**Задание**
Пожалуйста, воспроизведите без изменений отрывок из воспоминаний о положении Германии в войне, начиная со слов «Постепенно в немецком» и далее вплоть до слов «это своим существованием.».

Постепенно в немецком народе и в войсках накопилось много вредоносного. Болезненные симптомы стали очевидными, их замечали многие. Кронпринц Германский, часто посещавший меня в Авене, говорил об этом с растущим беспокойством и был вынужден обратиться письменно к кайзеру. Этот шаг я мог только приветствовать. Своей озабоченностью я делился с господами, призванными вместе со мной исследовать причины болезненных явлений и принимать меры к их лечению. Взаимопонимания я не нашел. Немецкому народу – тоже виноватому – пришлось поплатиться за это своим существованием.
Проблема с пополнением держала нас в постоянном напряжении. У меня была возможность обрисовать его величеству чрезвычайную остроту этой ситуации. ОКХ напомнило правительству о своих просьбах, касающихся комплектования пополнения, высказанных осенью 1916 и осенью 1917 г. Все эти вопросы мы обсудили в Спа на совещании, в котором помимо меня участвовали рейхсканцлер, генерал-фельдмаршал фон Гинденбург и военный министр. Я, в частности, указал на острую необходимость позаботиться о людских ресурсах, применять самые суровые меры наказания к дезертирам и симулянтам, поднять боевой дух нации, а также на опасность, исходившую от части нашей прессы, враждебной пропаганды и большевизма.
Обо всем этом я говорил гораздо больше и чаще, чем написал здесь, в своих воспоминаниях. И на этот раз мне было многое обещано. Однако ничто не менялось. Не знаю, быть может, господа считали мои сообщения слишком преувеличенными или же проявлением моего «милитаристского духа».
Тем временем я опять попытался использовать наши успехи для усиления у противника тяги к миру и направил в этой связи меморандум рейхсканцлеру. Судя по высказываниям Клемансо, нам, по-моему, не оставалось ничего другого, как продолжать воевать или смириться с унижением. И как мне кажется, наши ответственные государственные мужи думали точно так же. Во всяком случае, рейхсканцлер, выступая 12 июля в рейхстаге, занял именно такую позицию. Он особо подчеркнул нашу готовность к миру, но пока противник не отказался от своего желания уничтожить Германию, нам следовало держаться. Если же, мол, враг продемонстрирует серьезные намерения к мирным переговорам, мы моментально дадим свое согласие.

**Извлечённые данные**
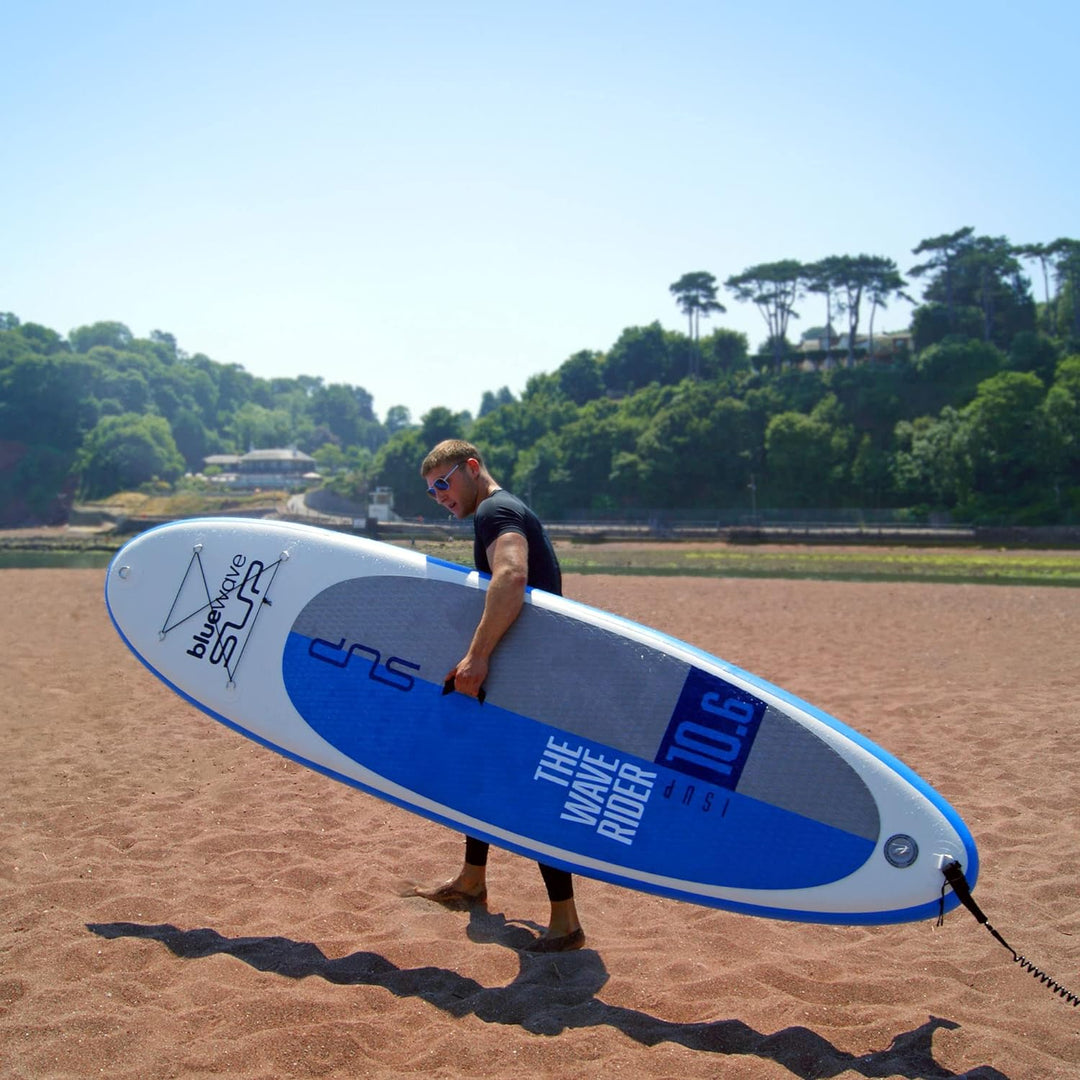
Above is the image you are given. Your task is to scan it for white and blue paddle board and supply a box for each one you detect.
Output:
[106,518,977,923]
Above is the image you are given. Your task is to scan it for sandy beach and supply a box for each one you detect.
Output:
[0,569,1080,1080]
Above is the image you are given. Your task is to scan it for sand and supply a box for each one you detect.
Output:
[0,570,1080,1080]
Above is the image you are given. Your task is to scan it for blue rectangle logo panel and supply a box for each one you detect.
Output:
[656,667,767,792]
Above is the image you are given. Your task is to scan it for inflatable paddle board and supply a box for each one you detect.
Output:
[106,518,977,923]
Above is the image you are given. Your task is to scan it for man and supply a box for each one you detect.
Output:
[417,438,585,953]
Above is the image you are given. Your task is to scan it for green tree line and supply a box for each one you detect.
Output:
[0,228,1080,524]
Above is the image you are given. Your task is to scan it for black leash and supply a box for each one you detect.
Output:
[937,862,1080,1005]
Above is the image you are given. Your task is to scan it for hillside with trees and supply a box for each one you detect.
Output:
[0,228,1080,526]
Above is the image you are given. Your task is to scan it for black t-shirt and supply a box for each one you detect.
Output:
[473,487,563,596]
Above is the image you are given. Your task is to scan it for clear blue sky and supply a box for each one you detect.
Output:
[0,0,1080,419]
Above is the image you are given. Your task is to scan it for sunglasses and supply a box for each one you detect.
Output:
[428,461,464,499]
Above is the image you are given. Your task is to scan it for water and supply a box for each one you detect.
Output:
[0,551,113,570]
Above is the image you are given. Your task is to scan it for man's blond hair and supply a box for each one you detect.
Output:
[420,438,484,476]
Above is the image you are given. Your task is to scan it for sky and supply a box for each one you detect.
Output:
[0,0,1080,420]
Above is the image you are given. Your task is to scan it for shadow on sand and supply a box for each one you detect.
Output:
[87,908,1008,1080]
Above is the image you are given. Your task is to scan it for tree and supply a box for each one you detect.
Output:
[961,372,1048,515]
[912,229,1035,348]
[724,259,808,367]
[866,257,915,356]
[68,323,135,352]
[387,405,413,437]
[669,270,727,378]
[75,413,184,499]
[555,349,604,405]
[907,225,975,329]
[604,323,671,394]
[1050,237,1080,345]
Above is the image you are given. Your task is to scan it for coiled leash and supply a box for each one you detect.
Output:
[937,862,1080,1005]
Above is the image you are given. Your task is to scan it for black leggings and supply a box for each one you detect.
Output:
[465,836,573,904]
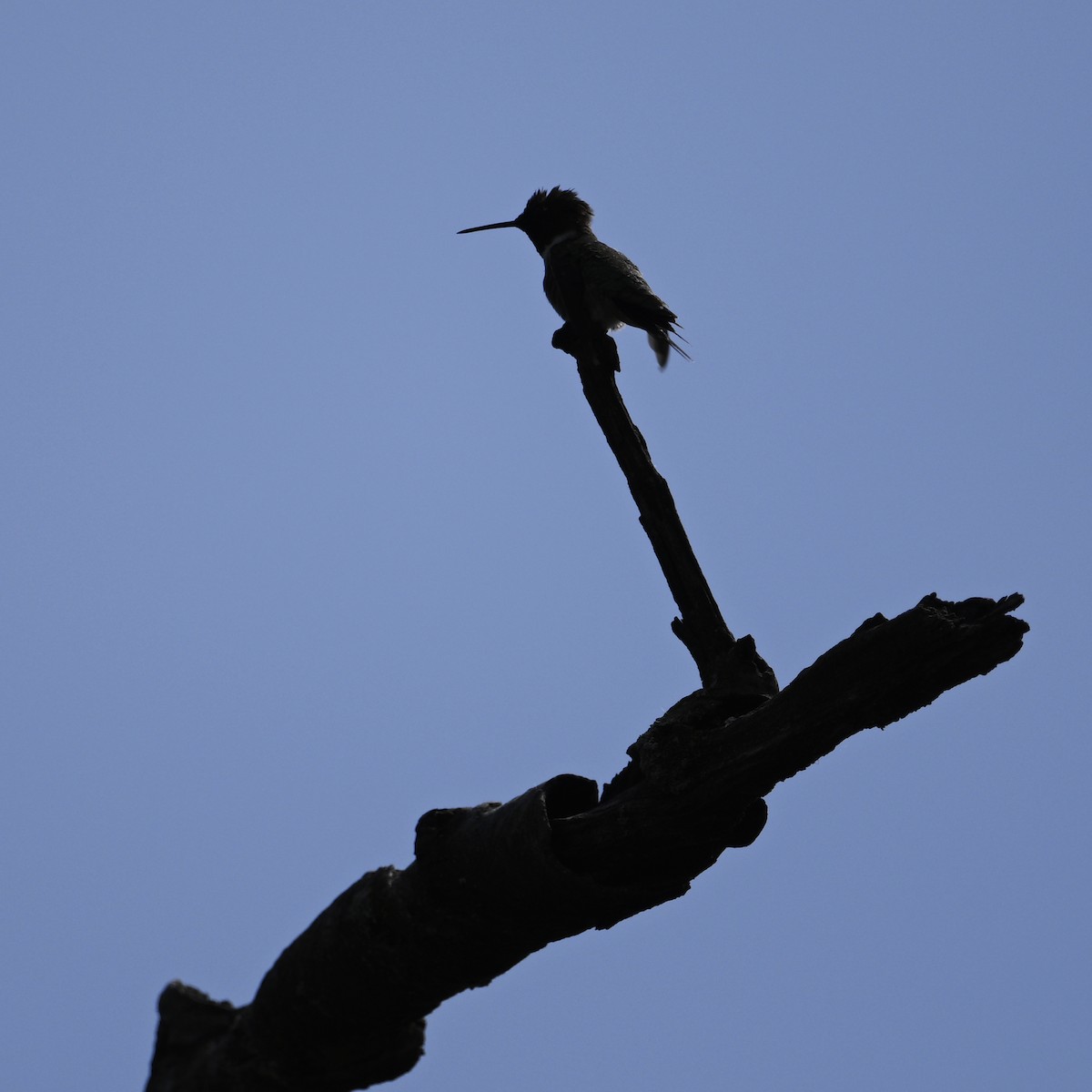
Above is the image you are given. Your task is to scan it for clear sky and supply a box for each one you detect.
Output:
[0,0,1092,1092]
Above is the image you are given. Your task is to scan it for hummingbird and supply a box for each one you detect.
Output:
[458,186,690,368]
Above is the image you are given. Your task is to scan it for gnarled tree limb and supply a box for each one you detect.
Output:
[147,328,1027,1092]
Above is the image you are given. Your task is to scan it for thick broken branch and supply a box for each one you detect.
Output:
[147,595,1027,1092]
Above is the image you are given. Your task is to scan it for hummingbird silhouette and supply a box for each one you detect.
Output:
[458,186,690,368]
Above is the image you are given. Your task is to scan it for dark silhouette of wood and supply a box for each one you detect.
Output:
[147,328,1027,1092]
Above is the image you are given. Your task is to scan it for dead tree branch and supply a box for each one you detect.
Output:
[147,328,1027,1092]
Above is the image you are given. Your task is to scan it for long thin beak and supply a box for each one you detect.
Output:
[455,219,520,235]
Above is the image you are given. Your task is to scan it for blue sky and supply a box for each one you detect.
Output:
[0,0,1092,1092]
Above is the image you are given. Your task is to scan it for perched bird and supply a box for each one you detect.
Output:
[459,186,690,368]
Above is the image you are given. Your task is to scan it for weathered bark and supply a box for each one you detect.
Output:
[147,328,1027,1092]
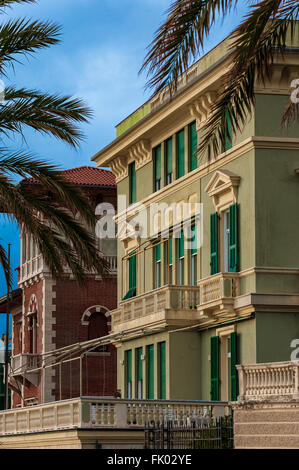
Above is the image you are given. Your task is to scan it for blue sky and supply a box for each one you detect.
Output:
[0,0,246,316]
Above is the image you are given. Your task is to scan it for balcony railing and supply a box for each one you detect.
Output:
[19,255,44,282]
[19,255,117,283]
[0,397,230,435]
[104,255,117,274]
[237,361,299,400]
[197,273,239,305]
[10,353,40,375]
[111,286,199,331]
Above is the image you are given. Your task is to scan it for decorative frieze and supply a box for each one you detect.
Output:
[110,155,128,183]
[129,139,152,170]
[189,91,217,130]
[109,139,152,183]
[205,170,240,212]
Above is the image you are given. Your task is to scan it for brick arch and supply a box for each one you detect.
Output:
[26,294,39,326]
[81,305,110,326]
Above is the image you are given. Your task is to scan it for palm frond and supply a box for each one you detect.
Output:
[0,19,61,75]
[0,149,95,226]
[0,243,12,289]
[0,87,92,147]
[0,0,36,10]
[0,174,108,282]
[140,0,237,92]
[198,0,298,159]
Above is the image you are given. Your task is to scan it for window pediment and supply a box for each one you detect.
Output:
[205,170,241,212]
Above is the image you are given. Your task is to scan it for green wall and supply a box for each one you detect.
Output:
[256,312,299,363]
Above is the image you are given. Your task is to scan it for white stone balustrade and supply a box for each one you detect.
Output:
[111,286,199,332]
[19,255,44,283]
[197,273,240,305]
[0,397,230,436]
[237,361,299,401]
[10,353,40,375]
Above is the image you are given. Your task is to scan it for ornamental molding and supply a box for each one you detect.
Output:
[81,305,110,326]
[110,139,152,183]
[205,170,241,212]
[189,91,217,130]
[255,64,299,94]
[129,139,152,170]
[110,155,128,183]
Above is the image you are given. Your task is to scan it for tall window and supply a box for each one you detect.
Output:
[154,245,161,289]
[146,344,155,400]
[136,348,143,400]
[88,312,108,352]
[165,137,173,185]
[123,251,137,300]
[158,341,166,400]
[188,122,197,171]
[129,162,137,204]
[190,224,197,286]
[223,211,230,273]
[125,349,132,398]
[28,312,37,354]
[177,230,185,286]
[154,145,162,191]
[211,332,238,401]
[176,129,185,178]
[223,111,233,152]
[164,238,173,284]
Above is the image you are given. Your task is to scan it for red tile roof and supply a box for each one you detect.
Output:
[22,166,116,186]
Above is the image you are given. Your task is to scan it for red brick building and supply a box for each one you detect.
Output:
[10,166,117,407]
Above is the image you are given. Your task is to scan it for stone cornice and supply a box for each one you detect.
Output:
[115,137,299,223]
[110,139,152,183]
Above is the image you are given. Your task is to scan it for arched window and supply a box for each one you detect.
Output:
[81,305,110,352]
[26,294,38,354]
[88,312,108,339]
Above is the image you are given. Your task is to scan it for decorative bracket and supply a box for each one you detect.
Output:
[189,91,217,130]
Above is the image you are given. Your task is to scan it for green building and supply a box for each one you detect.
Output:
[93,31,299,400]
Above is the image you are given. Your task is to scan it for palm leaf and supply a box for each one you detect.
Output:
[0,87,92,147]
[0,19,61,74]
[140,0,237,92]
[0,244,12,289]
[198,0,299,159]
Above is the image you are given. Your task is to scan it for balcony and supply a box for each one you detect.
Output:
[237,361,299,401]
[19,255,44,283]
[111,286,199,333]
[0,397,230,436]
[104,255,117,275]
[9,353,40,385]
[197,273,240,318]
[111,273,240,333]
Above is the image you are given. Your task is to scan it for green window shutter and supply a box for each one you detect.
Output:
[159,341,166,400]
[165,137,172,184]
[230,332,238,401]
[191,224,197,255]
[211,336,220,401]
[154,145,161,189]
[189,121,197,171]
[122,251,137,300]
[129,162,137,204]
[167,238,173,264]
[210,212,218,275]
[225,111,233,152]
[155,245,161,262]
[229,204,239,273]
[146,344,154,400]
[125,349,132,397]
[129,252,137,289]
[176,129,185,178]
[136,348,143,381]
[179,230,185,258]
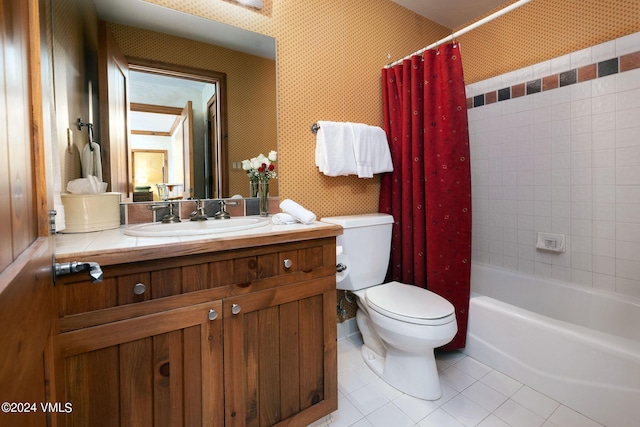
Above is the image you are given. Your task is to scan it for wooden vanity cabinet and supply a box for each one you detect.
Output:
[55,238,337,427]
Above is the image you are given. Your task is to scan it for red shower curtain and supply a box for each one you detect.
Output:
[380,43,471,350]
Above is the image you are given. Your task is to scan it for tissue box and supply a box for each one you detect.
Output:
[61,193,120,233]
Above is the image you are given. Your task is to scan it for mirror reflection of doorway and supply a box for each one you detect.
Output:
[131,150,168,200]
[127,62,228,198]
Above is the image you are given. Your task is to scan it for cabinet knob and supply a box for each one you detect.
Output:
[133,283,147,295]
[231,304,240,314]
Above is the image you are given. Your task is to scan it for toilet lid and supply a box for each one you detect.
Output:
[366,282,455,325]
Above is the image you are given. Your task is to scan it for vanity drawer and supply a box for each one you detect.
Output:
[56,238,335,317]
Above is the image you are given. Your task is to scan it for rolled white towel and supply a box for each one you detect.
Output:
[280,199,316,224]
[271,212,298,225]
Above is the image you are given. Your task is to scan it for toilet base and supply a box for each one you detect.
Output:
[361,344,442,400]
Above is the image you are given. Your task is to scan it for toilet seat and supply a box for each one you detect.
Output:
[365,281,455,326]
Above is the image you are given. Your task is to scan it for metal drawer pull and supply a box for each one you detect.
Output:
[133,283,147,295]
[231,304,240,314]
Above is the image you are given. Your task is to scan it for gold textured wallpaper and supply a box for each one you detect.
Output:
[146,0,640,217]
[145,0,448,217]
[458,0,640,84]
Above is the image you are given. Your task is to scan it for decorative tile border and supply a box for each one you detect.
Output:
[467,51,640,108]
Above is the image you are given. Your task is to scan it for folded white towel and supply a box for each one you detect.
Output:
[316,121,357,176]
[280,199,316,224]
[80,142,102,181]
[352,123,393,178]
[271,212,298,225]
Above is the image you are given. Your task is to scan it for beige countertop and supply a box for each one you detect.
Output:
[55,221,342,265]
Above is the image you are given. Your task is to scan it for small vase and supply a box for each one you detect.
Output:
[258,179,269,216]
[249,181,258,197]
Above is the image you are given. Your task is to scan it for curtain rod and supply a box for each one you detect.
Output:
[384,0,531,68]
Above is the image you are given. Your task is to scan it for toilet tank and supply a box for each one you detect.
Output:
[321,213,393,291]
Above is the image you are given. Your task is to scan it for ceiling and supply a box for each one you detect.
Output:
[93,0,508,59]
[93,0,276,60]
[392,0,510,30]
[93,0,505,131]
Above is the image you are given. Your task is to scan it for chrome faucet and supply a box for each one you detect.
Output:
[213,200,238,219]
[189,199,207,221]
[148,202,180,224]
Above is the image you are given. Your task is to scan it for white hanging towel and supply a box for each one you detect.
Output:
[351,123,393,178]
[80,142,102,181]
[316,121,357,176]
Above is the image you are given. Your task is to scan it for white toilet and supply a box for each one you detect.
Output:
[322,214,458,400]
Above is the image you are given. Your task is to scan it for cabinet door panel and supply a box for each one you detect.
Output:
[299,295,324,409]
[223,277,337,426]
[58,301,224,427]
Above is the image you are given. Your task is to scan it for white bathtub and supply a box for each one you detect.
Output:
[465,263,640,427]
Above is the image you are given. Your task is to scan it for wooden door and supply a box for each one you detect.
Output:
[131,150,169,200]
[98,21,132,198]
[178,101,194,197]
[57,301,224,427]
[0,0,55,426]
[223,277,337,427]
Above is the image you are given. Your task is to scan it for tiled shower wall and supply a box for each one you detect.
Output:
[467,33,640,297]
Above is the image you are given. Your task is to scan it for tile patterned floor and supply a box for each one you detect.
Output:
[311,335,602,427]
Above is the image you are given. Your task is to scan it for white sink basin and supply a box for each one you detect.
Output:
[124,217,269,237]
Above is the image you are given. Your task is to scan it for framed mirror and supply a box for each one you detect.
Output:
[94,0,278,198]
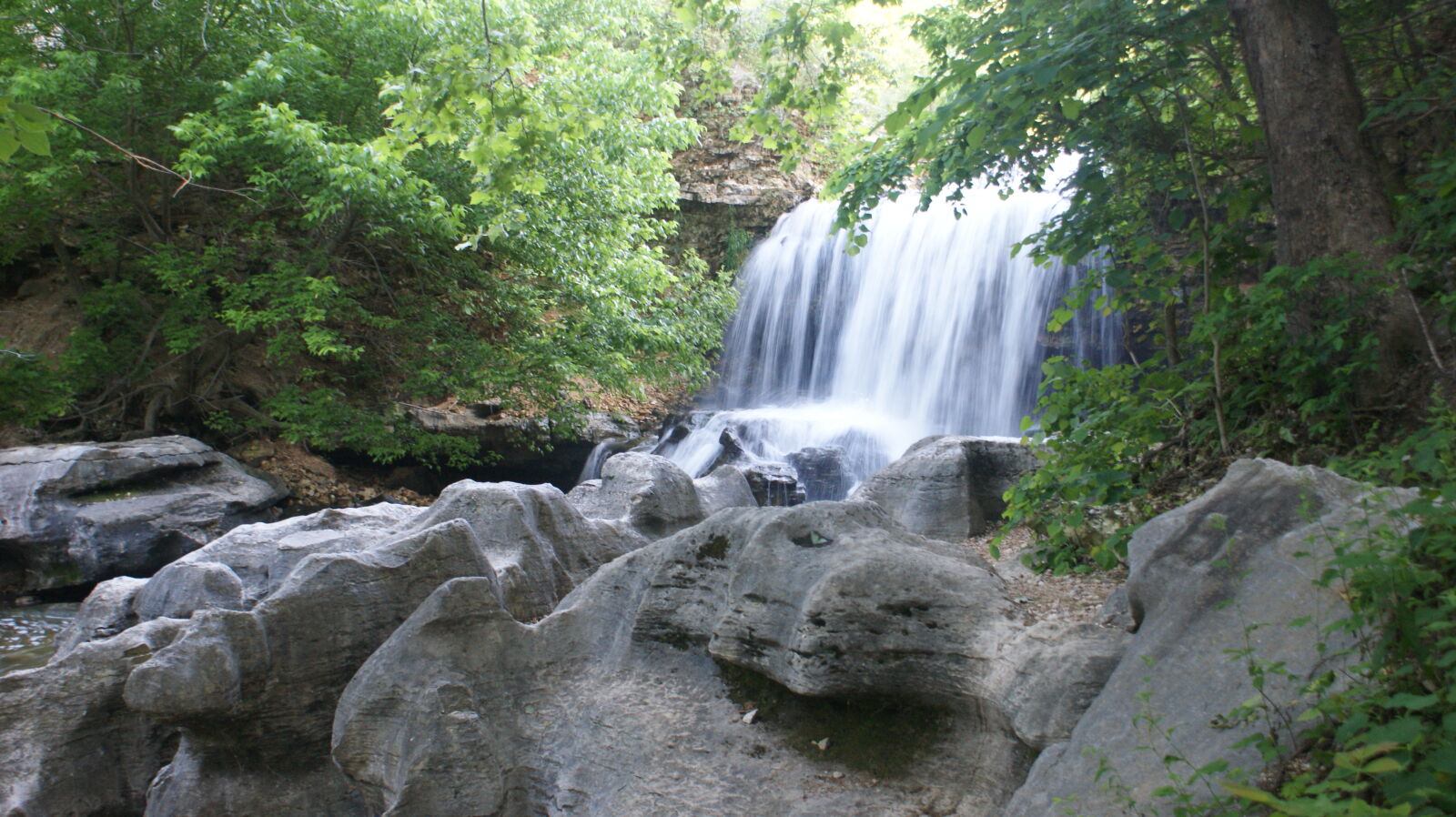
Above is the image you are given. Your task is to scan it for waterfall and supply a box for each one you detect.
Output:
[665,189,1119,495]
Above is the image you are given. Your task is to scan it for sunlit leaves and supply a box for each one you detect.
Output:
[0,96,54,162]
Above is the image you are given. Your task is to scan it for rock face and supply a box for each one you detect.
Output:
[854,437,1036,541]
[566,451,706,539]
[0,449,1405,817]
[0,619,187,817]
[0,480,652,815]
[0,437,286,594]
[693,465,759,516]
[1006,460,1414,817]
[333,502,1126,815]
[784,446,854,502]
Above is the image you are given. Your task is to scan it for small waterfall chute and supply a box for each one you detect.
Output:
[662,189,1119,498]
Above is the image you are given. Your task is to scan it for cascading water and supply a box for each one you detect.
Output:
[664,191,1118,498]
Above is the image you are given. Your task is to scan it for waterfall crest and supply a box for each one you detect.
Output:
[665,189,1119,480]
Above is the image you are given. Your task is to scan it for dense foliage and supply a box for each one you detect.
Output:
[0,0,730,461]
[690,0,1456,815]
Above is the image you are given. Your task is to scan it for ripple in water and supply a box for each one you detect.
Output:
[0,603,80,676]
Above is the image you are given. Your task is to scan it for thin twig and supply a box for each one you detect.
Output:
[36,106,258,204]
[1344,0,1456,39]
[1178,93,1228,454]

**Решение**
Постепенно в немецком народе и в войсках накопилось много вредоносного. Болезненные симптомы стали очевидными, их замечали многие. Кронпринц Германский, часто посещавший меня в Авене, говорил об этом с растущим беспокойством и был вынужден обратиться письменно к кайзеру. Этот шаг я мог только приветствовать. Своей озабоченностью я делился с господами, призванными вместе со мной исследовать причины болезненных явлений и принимать меры к их лечению. Взаимопонимания я не нашел. Немецкому народу – тоже виноватому – пришлось поплатиться за это своим существованием.